#### PASSAGE FOR REVIEW

Alaska’s beluga whales endangered

Bush administration rejects Gov. Palin’s claims

Beluga whales in Alaska’s Cook Inlet require additional protection to survive, the government declared Friday.  (Associated Press / The Spokesman-Review)
By Kenneth R. Weiss Los Angeles Times

The Bush administration on Friday declared a small, isolated population of beluga whales in Alaska’s Cook Inlet as endangered species, rejecting claims from Alaska Gov. Sarah Palin that these small, white whales were on their way to recovery.

The National Marine Fisheries Service decided to extend federal protections to these whales near Anchorage after their numbers declined nearly 50 percent in the 1990s and the whales failed to rebound despite a decade-long program to revive the species.

“In spite of protections already in place, Cook Inlet beluga whales are not recovering,” said James Balsiger, acting director of the National Marine Fisheries Service.

As a practical matter, the new protections mean that new offshore oil drilling, a new bridge and other industrial activities that involve federal dollars or scrutiny will have to show that they will not harm the estimated 375 beluga whales that remain in local waters.

The decision came after Palin won a six-month postponement of the decision last year, stating that she and state scientists believe the endangered status was “unwarranted” and that “we’ve actually seen the beginnings of an increase in their population.”

Palin was especially concerned, she said, that “an unnecessary federal listing and designation of critical habitat would do serious long-term damage to the vibrant economy of the Cook Inlet area.”

That delay gave federal biologists another season to conduct aerial surveys, which confirmed that the population remained at 375 and showed no sign of increase. Estimates have ranged from a high of 653 belugas in 1994 to a low of 278 in 2005.

########
#### RECORDS SHOWN

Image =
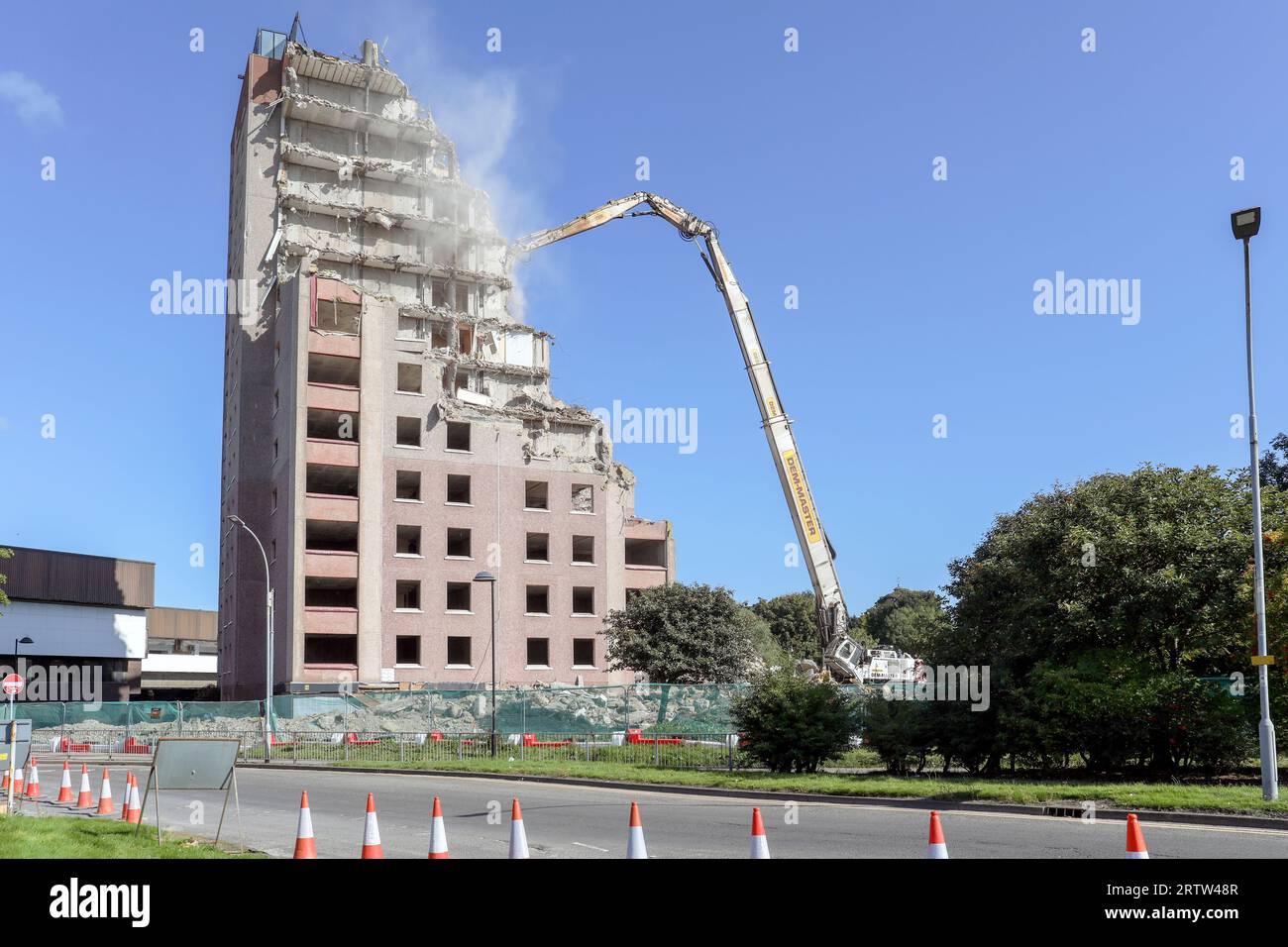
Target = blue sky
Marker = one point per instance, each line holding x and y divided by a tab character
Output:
915	295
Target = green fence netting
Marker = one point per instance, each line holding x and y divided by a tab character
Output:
678	709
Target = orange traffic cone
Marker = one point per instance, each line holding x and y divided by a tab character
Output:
1134	839
34	783
304	844
129	787
104	796
85	800
759	841
438	834
133	808
372	847
635	838
518	834
64	789
938	848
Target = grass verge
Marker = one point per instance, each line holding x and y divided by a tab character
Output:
1133	795
76	836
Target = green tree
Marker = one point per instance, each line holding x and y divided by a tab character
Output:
1144	569
793	723
4	554
682	634
907	618
1274	464
793	620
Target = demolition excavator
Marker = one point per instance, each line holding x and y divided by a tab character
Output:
842	657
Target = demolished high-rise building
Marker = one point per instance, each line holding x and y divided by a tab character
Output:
389	429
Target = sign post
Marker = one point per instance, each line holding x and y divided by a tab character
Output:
12	685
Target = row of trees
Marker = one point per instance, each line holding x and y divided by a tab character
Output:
1115	617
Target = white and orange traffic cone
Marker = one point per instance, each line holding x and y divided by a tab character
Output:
1134	839
85	800
759	841
438	834
129	785
304	844
64	789
34	783
372	847
938	848
635	838
104	796
133	806
518	834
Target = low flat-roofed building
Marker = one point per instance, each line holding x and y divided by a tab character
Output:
95	633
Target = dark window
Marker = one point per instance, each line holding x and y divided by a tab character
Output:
407	594
459	651
459	488
407	650
539	547
458	436
408	377
539	651
535	495
408	540
407	484
459	541
330	650
539	600
408	432
458	596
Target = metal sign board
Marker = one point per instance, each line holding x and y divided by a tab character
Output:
193	764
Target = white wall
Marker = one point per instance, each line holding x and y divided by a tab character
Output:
76	630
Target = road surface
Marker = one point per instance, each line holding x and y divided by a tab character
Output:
590	822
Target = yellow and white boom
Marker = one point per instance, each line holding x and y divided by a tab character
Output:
841	654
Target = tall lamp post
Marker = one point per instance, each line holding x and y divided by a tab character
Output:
268	664
490	579
1245	223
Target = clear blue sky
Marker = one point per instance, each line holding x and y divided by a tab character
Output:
915	296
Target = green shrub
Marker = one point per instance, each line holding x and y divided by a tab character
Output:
793	724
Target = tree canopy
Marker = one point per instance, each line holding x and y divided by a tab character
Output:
683	634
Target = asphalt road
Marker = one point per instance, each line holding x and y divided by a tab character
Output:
590	822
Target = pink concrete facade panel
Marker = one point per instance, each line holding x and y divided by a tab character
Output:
338	508
331	621
334	344
333	397
326	565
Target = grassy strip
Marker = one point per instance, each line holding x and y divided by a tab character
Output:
73	836
1133	795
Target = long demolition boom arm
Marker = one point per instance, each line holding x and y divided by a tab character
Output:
838	650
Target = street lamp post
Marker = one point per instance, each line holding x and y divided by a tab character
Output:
490	579
268	664
1245	224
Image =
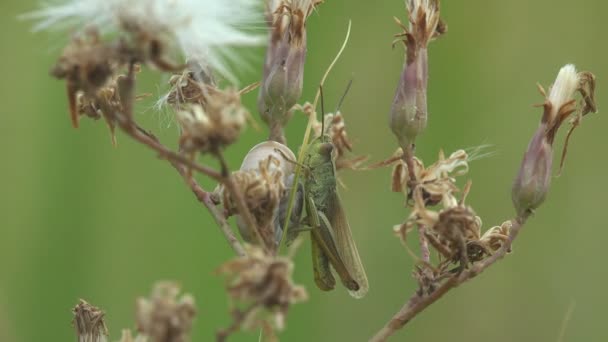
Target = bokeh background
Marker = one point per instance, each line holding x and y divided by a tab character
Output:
81	219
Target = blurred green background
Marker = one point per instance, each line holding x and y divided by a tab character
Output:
81	219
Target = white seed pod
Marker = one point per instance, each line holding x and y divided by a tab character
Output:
282	161
270	149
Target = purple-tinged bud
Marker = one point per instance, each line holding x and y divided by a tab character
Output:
408	116
283	77
534	177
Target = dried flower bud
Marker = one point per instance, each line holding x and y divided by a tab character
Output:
436	181
165	316
127	336
89	323
264	284
149	30
262	178
284	67
216	125
408	116
495	237
534	177
85	64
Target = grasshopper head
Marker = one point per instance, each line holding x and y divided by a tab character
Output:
325	149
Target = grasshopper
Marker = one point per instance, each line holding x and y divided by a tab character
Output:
332	241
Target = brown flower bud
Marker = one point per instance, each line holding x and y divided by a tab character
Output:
89	323
283	75
266	177
408	116
534	177
166	316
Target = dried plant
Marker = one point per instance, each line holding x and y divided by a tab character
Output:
275	195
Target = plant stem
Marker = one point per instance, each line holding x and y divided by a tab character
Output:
201	194
417	303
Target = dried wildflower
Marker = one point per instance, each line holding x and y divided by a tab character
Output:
216	125
85	64
187	88
165	316
335	128
284	66
408	116
203	30
435	181
128	337
89	323
261	289
263	189
450	230
266	158
534	177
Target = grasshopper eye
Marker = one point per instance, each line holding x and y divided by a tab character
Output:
326	149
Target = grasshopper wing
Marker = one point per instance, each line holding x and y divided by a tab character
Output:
346	245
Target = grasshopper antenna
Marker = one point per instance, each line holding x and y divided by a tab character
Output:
322	110
350	83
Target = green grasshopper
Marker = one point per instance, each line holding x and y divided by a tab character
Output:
332	241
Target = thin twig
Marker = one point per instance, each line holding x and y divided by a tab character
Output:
417	303
408	158
202	196
179	162
241	205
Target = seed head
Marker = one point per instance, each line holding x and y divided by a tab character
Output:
284	67
213	126
89	323
165	316
263	283
534	176
202	30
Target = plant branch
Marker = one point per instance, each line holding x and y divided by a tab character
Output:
241	205
201	194
419	302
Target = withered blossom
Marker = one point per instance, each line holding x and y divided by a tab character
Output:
201	30
408	115
454	230
127	336
212	127
86	66
263	189
534	177
165	316
284	66
261	290
436	181
89	323
335	128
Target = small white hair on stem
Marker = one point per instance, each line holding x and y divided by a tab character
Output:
565	86
204	30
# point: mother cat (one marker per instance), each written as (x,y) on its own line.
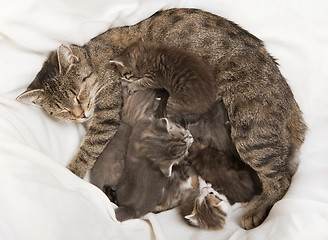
(267,127)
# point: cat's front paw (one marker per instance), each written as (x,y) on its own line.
(254,217)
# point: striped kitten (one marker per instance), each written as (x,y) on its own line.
(267,127)
(184,76)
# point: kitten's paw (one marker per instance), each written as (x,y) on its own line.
(132,88)
(253,218)
(77,170)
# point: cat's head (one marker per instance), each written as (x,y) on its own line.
(210,210)
(65,87)
(165,143)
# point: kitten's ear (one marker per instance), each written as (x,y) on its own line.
(192,219)
(66,58)
(30,96)
(166,169)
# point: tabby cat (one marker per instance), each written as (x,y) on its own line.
(266,122)
(185,77)
(209,209)
(142,187)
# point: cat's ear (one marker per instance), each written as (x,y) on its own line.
(30,96)
(192,219)
(66,58)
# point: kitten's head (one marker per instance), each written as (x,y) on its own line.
(165,143)
(210,210)
(65,87)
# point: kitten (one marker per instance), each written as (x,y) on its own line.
(267,126)
(206,208)
(184,76)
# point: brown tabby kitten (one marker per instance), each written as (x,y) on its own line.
(185,77)
(266,122)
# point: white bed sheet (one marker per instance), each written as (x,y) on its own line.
(41,199)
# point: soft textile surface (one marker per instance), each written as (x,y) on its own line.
(41,199)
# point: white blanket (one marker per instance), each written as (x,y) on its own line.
(41,199)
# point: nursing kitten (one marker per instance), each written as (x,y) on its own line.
(188,80)
(142,185)
(206,208)
(266,123)
(109,166)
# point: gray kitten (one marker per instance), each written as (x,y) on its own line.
(267,126)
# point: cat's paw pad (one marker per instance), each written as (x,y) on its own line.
(253,218)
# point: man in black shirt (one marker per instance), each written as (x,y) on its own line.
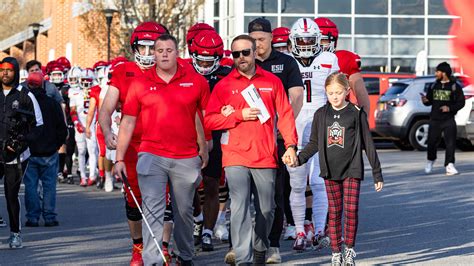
(286,68)
(446,99)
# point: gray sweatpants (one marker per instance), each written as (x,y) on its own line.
(184,176)
(243,182)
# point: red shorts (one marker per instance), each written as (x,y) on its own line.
(130,160)
(100,139)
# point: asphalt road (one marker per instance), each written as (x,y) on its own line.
(417,219)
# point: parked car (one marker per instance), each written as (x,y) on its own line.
(377,84)
(402,117)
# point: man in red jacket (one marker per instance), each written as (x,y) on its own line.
(249,146)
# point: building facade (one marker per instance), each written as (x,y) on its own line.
(389,35)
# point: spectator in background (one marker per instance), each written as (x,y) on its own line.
(43,163)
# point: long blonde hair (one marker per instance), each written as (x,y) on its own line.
(339,78)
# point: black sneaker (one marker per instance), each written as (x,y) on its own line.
(51,223)
(197,233)
(31,224)
(206,242)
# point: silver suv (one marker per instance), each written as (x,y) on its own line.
(402,117)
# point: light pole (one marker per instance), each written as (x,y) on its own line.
(35,27)
(109,14)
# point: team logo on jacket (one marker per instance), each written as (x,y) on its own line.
(336,135)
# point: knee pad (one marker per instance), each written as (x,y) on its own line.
(133,214)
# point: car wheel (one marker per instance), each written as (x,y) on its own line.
(403,145)
(418,135)
(464,145)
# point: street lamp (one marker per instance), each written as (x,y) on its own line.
(109,14)
(35,27)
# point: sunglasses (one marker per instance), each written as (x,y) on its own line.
(245,52)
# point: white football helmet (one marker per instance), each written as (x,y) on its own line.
(73,76)
(305,38)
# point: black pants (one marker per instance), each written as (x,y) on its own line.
(448,128)
(282,175)
(12,181)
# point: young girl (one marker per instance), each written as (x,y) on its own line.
(339,132)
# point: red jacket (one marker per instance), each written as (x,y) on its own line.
(250,143)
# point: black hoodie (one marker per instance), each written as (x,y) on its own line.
(21,99)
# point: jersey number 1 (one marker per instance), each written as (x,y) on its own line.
(307,85)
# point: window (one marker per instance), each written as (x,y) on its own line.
(408,26)
(374,64)
(334,6)
(247,19)
(438,47)
(371,46)
(371,26)
(407,46)
(371,7)
(439,26)
(343,24)
(408,7)
(404,65)
(297,6)
(261,6)
(372,85)
(436,7)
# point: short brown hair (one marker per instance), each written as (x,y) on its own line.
(245,37)
(337,77)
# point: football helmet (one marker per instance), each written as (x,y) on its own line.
(73,76)
(206,51)
(64,62)
(87,78)
(143,37)
(280,36)
(56,73)
(305,38)
(329,32)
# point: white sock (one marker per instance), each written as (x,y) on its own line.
(199,218)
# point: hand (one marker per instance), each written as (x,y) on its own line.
(250,113)
(378,186)
(88,132)
(444,109)
(227,110)
(79,127)
(111,141)
(204,154)
(290,158)
(118,169)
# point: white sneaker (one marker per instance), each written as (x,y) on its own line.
(221,232)
(290,233)
(451,170)
(273,256)
(429,167)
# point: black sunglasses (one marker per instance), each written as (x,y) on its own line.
(245,52)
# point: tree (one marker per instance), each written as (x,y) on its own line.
(176,15)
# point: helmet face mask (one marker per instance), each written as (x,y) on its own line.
(305,38)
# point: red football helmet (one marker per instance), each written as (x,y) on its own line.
(143,39)
(280,36)
(206,50)
(56,73)
(195,29)
(329,32)
(64,62)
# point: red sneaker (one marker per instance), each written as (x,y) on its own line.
(167,256)
(91,182)
(137,255)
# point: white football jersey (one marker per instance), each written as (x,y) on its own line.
(314,76)
(80,99)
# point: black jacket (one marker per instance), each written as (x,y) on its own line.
(18,100)
(449,94)
(54,129)
(363,140)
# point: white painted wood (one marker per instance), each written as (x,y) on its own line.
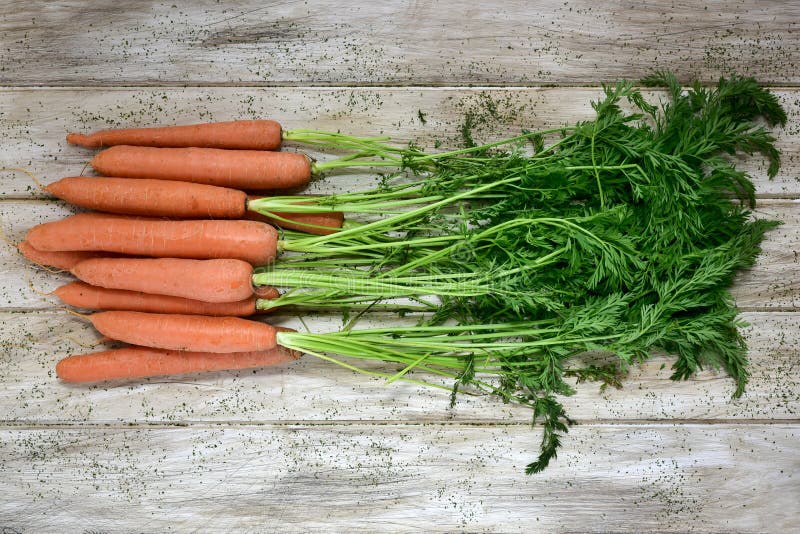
(35,121)
(313,390)
(312,447)
(453,42)
(773,283)
(410,478)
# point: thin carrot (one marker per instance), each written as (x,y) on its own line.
(152,198)
(65,260)
(217,280)
(83,295)
(312,223)
(185,332)
(244,134)
(241,169)
(143,362)
(250,241)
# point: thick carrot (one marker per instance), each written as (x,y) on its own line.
(152,198)
(312,223)
(241,169)
(253,135)
(82,295)
(185,332)
(250,241)
(143,362)
(65,260)
(218,280)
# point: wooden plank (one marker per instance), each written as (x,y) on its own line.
(432,478)
(311,389)
(33,122)
(453,42)
(773,283)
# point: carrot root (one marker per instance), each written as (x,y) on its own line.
(61,260)
(240,169)
(82,295)
(215,281)
(185,332)
(151,198)
(249,241)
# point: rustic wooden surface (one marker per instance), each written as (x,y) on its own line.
(309,447)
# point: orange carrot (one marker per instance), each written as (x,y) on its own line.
(312,223)
(185,332)
(240,169)
(250,241)
(252,134)
(143,362)
(152,198)
(65,260)
(218,280)
(82,295)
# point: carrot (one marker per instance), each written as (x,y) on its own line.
(252,134)
(152,198)
(82,295)
(65,260)
(219,280)
(241,169)
(312,223)
(250,241)
(185,332)
(143,362)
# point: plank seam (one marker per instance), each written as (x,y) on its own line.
(166,425)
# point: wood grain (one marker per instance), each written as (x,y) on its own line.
(410,478)
(409,43)
(313,390)
(314,447)
(35,121)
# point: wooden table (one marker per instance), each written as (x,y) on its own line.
(311,446)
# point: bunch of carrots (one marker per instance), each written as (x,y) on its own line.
(167,255)
(619,236)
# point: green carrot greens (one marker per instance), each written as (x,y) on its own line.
(618,236)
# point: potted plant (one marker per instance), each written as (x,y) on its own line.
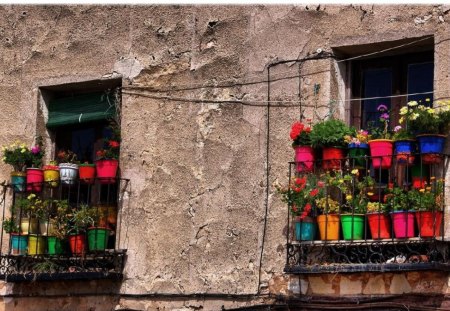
(378,219)
(358,148)
(79,220)
(108,158)
(51,174)
(381,144)
(431,126)
(98,233)
(35,174)
(68,167)
(404,146)
(428,203)
(87,172)
(401,213)
(329,135)
(58,231)
(19,242)
(304,153)
(300,196)
(17,155)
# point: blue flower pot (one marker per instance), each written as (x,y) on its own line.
(305,230)
(431,147)
(404,151)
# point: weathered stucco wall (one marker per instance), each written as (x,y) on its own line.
(193,222)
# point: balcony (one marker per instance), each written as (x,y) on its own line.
(36,240)
(376,242)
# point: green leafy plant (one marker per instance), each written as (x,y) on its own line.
(301,194)
(422,119)
(380,132)
(18,155)
(10,226)
(330,133)
(80,219)
(300,134)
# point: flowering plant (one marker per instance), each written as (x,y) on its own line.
(301,194)
(361,137)
(66,156)
(17,154)
(300,134)
(383,132)
(111,146)
(422,119)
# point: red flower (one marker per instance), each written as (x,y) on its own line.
(296,130)
(314,192)
(114,144)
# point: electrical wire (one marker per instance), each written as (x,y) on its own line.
(232,82)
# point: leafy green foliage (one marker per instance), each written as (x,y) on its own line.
(330,133)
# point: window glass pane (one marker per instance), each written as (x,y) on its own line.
(377,83)
(420,80)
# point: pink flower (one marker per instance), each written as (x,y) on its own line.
(36,149)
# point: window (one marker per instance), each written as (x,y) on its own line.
(379,80)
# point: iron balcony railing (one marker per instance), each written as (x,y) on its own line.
(38,239)
(375,240)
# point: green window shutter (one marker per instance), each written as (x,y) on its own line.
(80,109)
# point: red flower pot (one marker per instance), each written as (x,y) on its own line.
(304,158)
(381,151)
(86,173)
(380,226)
(107,170)
(429,223)
(35,179)
(332,158)
(77,244)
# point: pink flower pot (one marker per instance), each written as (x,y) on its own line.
(304,159)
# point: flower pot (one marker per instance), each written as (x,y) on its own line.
(35,178)
(18,181)
(68,173)
(404,151)
(332,158)
(87,173)
(431,147)
(36,244)
(419,177)
(429,223)
(352,226)
(328,227)
(77,244)
(45,228)
(381,151)
(107,170)
(54,246)
(358,155)
(403,223)
(19,244)
(304,159)
(51,175)
(29,225)
(305,229)
(380,226)
(98,238)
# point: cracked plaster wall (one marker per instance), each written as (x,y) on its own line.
(193,221)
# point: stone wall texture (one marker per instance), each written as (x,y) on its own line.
(198,219)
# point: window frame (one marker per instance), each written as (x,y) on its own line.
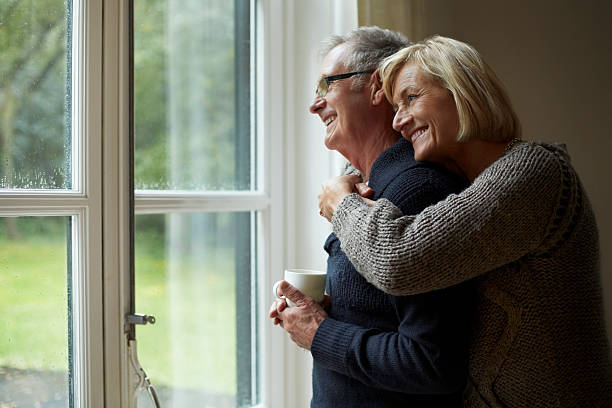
(265,199)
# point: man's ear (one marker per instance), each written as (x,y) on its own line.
(377,95)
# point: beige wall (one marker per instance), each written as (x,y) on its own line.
(555,58)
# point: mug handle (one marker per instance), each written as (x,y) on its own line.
(275,288)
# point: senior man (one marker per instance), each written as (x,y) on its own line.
(371,349)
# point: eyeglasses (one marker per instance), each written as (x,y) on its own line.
(323,85)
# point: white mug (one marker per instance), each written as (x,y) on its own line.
(311,283)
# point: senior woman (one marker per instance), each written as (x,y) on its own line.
(523,230)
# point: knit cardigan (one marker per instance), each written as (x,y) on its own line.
(378,350)
(525,231)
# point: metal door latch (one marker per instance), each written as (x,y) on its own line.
(138,318)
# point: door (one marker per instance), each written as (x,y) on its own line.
(197,201)
(50,205)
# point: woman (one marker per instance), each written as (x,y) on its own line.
(523,230)
(371,349)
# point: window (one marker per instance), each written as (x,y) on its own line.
(198,200)
(205,201)
(51,273)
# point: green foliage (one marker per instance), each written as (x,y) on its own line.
(33,94)
(185,133)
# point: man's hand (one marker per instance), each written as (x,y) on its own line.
(335,189)
(301,321)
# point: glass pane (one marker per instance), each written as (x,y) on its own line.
(34,313)
(35,141)
(193,273)
(192,95)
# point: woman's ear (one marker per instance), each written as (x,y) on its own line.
(377,94)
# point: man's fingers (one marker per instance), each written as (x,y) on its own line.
(291,292)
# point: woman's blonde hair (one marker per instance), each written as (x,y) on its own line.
(483,106)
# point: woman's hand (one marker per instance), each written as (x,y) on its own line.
(302,320)
(335,189)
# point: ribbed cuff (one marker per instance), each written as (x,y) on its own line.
(331,344)
(342,215)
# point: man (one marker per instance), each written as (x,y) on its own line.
(371,349)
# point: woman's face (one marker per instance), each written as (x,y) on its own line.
(426,115)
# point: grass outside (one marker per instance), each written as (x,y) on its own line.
(191,346)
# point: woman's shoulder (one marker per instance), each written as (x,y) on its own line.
(538,153)
(531,160)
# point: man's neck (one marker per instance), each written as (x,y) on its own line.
(365,155)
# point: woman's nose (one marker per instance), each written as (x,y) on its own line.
(317,104)
(401,119)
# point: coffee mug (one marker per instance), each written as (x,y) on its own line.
(311,283)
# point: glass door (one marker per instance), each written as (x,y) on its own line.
(50,269)
(197,201)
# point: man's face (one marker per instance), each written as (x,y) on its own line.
(344,111)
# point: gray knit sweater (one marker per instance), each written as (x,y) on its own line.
(526,232)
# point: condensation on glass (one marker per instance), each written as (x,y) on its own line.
(192,95)
(35,94)
(194,274)
(35,334)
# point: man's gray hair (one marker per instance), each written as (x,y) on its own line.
(369,46)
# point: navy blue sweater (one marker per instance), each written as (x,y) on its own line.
(378,350)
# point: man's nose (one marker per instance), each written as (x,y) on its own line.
(316,104)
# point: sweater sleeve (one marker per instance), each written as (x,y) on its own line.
(502,216)
(426,355)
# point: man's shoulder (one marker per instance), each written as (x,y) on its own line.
(424,177)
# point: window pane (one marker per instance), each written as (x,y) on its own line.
(192,95)
(34,315)
(35,94)
(193,273)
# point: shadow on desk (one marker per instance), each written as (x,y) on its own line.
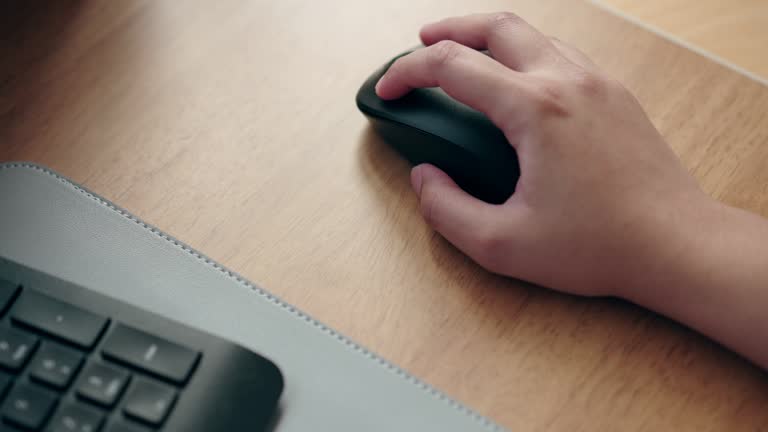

########

Can you carry on the news article about the endangered listing of Cook Inlet's beluga whales, starting right after its last sentence?

** SOLVED PROBLEM **
Whale biologists have not determined why the population has not rebounded since a federal plan curtailed the beluga hunt by Alaska native tribes in 1999, said Barbara Mahoney, a fisheries service biologist in Anchorage. Subsistence hunters have taken only five Cook Inlet whales since 1999 and none in the past two years.

No hunting will be permitted through 2012, a ban that will be extended if the population falls below 350 whales, she said.

The Cook Inlet beluga population, one of five populations recognized in U.S. waters, is the most urban. More than half of Alaska’s human population lives in Anchorage and surrounding areas, releasing minimally treated municipal sewage and polluted urban runoff into the inlet.

Other potential stresses on the beluga population are offshore oil and gas development, two busy ports with ship traffic, an active salmon gill net fishery and predation from killer whales, federal scientists said.

“We have a dozen oil rigs in the inlet now and municipal waste that gets primary treatment only,” Mahoney said. More offshore oil development is under consideration for Cook Inlet, which lies between the Alaska and Kenai peninsulas.

Federal protections came in response to a petition for the Center for Biological Diversity, a nonprofit conservation group, and a lawsuit by five conservation groups last summer over what they called “illegal” delays.

A spokeswoman for the governor said her office will issue a comment on the federal protections later.